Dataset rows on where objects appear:
++++++++++++++++++++
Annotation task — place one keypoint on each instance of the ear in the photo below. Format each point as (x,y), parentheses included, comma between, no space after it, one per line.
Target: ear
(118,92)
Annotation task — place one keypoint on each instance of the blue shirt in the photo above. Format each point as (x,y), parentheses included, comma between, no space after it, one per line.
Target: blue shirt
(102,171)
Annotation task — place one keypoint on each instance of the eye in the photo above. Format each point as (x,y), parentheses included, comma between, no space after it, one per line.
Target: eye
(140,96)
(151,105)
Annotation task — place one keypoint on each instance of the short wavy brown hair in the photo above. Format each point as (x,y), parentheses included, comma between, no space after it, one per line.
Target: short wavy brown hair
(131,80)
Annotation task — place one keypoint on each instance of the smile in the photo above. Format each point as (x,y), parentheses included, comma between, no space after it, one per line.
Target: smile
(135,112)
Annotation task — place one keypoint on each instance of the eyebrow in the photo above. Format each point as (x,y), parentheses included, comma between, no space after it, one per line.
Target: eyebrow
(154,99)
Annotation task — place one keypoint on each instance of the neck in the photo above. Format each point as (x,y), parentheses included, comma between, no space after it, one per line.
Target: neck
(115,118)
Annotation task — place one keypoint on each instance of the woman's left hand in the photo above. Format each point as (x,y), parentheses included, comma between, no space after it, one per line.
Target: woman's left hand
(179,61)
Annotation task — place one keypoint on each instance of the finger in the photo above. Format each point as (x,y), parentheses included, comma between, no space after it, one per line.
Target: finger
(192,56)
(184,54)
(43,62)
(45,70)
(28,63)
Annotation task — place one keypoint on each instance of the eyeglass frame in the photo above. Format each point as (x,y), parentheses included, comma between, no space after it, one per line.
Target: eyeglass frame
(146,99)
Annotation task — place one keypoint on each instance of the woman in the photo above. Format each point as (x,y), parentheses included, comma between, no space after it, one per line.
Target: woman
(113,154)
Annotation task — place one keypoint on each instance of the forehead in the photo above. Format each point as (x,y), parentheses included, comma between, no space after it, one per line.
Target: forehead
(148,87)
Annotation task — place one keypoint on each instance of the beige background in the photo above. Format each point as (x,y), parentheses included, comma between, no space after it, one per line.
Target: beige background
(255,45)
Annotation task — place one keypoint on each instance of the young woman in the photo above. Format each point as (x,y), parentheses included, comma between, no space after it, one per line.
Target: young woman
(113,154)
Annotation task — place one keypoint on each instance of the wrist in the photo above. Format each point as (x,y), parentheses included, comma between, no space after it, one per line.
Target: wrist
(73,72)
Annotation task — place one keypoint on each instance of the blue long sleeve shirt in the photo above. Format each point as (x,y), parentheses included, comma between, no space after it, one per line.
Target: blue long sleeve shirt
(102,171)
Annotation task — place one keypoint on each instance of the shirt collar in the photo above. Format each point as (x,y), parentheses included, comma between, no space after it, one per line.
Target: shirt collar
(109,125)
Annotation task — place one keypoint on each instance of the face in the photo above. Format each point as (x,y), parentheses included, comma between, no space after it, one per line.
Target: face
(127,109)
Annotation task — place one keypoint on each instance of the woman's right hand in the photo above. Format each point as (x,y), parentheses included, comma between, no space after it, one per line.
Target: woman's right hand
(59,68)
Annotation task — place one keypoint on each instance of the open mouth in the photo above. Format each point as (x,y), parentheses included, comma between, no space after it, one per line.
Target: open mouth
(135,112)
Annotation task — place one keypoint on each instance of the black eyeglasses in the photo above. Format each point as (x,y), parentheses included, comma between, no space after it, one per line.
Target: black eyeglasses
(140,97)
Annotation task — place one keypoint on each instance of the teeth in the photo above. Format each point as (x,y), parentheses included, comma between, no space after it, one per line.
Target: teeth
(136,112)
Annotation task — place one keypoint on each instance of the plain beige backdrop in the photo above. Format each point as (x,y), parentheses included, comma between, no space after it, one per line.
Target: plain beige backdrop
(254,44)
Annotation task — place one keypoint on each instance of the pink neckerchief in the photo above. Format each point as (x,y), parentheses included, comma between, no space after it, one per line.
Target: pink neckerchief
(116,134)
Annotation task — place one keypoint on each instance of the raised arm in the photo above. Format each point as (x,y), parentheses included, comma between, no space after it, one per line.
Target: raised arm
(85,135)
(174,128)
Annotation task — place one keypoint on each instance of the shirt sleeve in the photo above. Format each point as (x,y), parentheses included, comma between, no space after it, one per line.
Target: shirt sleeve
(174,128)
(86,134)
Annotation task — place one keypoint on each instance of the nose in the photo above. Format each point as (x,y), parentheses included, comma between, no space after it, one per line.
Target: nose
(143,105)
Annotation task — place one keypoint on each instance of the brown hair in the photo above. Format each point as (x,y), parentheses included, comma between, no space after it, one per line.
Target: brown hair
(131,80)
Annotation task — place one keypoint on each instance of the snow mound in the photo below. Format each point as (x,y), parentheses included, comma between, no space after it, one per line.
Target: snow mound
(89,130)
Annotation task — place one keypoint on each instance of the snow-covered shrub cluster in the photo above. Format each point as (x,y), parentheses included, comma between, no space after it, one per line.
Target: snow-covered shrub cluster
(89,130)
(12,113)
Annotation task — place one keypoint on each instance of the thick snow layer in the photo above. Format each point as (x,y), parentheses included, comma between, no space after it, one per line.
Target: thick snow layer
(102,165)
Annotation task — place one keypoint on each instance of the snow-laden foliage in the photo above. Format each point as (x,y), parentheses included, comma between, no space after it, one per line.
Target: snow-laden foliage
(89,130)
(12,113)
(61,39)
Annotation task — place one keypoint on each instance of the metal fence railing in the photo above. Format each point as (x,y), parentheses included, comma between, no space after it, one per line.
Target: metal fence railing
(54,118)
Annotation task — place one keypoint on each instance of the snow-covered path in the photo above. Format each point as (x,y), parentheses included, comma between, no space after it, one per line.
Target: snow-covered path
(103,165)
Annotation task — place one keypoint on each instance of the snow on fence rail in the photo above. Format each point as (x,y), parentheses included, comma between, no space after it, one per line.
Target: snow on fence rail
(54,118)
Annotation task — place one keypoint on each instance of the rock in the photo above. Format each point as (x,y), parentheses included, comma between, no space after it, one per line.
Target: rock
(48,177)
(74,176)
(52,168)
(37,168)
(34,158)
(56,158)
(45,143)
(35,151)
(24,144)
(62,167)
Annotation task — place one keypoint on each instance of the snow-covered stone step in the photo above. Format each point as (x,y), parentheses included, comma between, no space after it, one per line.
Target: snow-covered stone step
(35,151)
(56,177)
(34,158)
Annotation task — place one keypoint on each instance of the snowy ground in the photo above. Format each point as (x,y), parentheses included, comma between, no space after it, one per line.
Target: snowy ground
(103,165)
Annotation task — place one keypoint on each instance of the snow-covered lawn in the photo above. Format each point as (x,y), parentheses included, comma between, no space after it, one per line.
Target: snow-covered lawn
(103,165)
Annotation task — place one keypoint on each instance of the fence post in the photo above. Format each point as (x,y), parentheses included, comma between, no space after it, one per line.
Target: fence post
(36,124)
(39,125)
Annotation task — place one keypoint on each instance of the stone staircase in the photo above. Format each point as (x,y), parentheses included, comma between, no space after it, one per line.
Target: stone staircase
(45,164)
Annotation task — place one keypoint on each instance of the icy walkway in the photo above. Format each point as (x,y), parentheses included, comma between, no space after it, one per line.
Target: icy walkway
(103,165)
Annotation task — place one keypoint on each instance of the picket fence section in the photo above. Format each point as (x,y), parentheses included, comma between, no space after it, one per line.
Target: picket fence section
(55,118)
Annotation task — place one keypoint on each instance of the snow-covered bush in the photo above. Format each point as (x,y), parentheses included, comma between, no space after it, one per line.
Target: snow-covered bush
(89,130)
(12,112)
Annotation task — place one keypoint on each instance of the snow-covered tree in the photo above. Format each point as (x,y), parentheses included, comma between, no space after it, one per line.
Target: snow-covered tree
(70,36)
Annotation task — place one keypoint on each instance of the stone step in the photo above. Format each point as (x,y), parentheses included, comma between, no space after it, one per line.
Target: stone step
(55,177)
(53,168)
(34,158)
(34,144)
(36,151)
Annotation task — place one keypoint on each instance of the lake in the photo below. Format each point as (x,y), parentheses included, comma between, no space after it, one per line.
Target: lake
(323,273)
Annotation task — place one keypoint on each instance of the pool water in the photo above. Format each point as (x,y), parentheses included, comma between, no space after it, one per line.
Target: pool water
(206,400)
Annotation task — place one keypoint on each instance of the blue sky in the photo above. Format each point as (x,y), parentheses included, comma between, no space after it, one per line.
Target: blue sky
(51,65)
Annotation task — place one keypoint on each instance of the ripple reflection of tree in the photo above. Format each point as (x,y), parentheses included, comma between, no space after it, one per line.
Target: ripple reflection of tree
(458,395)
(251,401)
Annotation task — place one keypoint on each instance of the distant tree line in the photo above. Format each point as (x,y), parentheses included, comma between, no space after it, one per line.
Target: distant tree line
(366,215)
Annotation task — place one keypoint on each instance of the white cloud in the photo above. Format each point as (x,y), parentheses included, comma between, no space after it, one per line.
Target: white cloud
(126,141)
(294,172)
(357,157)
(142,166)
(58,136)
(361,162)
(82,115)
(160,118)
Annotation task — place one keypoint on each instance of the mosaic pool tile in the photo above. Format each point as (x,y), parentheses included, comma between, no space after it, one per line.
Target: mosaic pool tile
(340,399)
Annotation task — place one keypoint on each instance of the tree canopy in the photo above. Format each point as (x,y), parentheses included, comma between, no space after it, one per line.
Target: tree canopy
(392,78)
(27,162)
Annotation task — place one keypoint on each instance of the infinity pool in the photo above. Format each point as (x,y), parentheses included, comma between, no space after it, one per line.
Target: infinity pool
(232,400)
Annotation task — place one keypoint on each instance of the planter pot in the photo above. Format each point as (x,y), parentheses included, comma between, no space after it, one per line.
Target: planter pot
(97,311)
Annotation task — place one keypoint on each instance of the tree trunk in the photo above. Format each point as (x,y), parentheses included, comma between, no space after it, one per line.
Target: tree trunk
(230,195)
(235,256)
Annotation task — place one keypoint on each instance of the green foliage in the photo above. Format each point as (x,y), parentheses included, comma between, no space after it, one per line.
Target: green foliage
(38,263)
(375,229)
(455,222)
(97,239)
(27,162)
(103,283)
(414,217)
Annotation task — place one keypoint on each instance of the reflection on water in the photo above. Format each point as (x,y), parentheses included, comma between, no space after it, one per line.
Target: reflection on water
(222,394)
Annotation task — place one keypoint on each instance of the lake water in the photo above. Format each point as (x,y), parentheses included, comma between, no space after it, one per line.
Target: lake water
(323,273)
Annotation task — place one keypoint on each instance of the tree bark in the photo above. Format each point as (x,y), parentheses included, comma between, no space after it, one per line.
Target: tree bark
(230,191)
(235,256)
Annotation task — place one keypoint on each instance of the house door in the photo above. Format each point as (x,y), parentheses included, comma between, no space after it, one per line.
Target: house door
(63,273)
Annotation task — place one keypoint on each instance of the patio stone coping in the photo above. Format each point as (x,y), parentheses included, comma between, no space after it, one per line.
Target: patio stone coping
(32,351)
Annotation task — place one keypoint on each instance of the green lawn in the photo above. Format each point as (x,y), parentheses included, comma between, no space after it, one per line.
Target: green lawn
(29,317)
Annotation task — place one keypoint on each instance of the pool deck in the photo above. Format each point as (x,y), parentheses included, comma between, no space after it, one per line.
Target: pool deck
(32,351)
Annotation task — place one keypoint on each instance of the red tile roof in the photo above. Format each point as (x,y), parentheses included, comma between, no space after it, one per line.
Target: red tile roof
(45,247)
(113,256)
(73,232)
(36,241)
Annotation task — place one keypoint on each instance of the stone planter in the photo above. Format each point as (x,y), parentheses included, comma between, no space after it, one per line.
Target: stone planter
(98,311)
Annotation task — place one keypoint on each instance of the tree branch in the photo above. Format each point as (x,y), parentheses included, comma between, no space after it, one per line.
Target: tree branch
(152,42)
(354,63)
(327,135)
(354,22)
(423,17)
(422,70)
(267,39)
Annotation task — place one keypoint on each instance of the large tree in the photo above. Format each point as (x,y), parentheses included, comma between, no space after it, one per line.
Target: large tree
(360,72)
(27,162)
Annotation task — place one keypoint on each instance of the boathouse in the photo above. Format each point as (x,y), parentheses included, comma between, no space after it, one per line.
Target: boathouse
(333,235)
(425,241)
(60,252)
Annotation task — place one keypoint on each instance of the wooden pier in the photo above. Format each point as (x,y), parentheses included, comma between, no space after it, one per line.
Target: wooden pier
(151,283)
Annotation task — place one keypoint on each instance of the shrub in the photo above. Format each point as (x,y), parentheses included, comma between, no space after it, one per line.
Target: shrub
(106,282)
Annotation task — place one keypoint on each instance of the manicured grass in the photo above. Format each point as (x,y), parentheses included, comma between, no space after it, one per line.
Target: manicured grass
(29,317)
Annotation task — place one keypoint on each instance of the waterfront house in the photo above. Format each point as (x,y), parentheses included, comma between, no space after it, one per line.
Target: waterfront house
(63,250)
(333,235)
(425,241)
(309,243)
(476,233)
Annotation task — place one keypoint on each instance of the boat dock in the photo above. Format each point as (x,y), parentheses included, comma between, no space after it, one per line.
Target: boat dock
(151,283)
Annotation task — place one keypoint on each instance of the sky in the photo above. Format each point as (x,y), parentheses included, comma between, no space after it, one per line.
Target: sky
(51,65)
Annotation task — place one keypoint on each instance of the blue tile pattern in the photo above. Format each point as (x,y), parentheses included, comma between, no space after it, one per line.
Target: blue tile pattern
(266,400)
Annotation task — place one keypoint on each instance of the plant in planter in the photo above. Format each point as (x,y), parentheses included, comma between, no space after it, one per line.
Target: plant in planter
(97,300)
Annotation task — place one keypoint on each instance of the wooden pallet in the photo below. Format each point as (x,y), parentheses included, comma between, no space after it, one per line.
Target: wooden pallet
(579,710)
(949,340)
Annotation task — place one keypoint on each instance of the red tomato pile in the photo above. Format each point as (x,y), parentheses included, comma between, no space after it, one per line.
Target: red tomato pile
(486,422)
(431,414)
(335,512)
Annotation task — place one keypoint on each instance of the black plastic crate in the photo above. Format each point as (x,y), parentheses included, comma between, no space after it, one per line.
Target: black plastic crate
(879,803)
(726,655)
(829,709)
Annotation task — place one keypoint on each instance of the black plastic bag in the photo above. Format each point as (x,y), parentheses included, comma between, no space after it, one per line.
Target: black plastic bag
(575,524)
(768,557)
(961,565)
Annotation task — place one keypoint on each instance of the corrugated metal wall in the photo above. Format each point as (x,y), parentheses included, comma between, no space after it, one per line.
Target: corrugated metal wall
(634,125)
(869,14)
++++++++++++++++++++
### WHAT TO PRODUCE
Transcribe only the trailing portion of the entries above: the line that contains "plastic crate in" and each line after it.

### TASK RESULT
Annotation task — place one keypoint on each instance of the black plastic crate in the photo above. Format each point as (x,y), parentheses included, comma between, no space after it, one per line.
Target: black plastic crate
(879,803)
(726,655)
(829,709)
Annotation task — place one keypoint on each instance of the black plastic bag in the photo above. Format each point as (x,y), parentheses included, comma between, no space after it, one per line.
Target: black plastic bag
(575,524)
(768,557)
(961,565)
Annotation task — place one keypoint on each instance of the corrugated metal wall in the photo above. Format each point as (x,y), parentheses included, comma between, no space after it, one per line.
Target: corrugated metal wall
(634,125)
(869,14)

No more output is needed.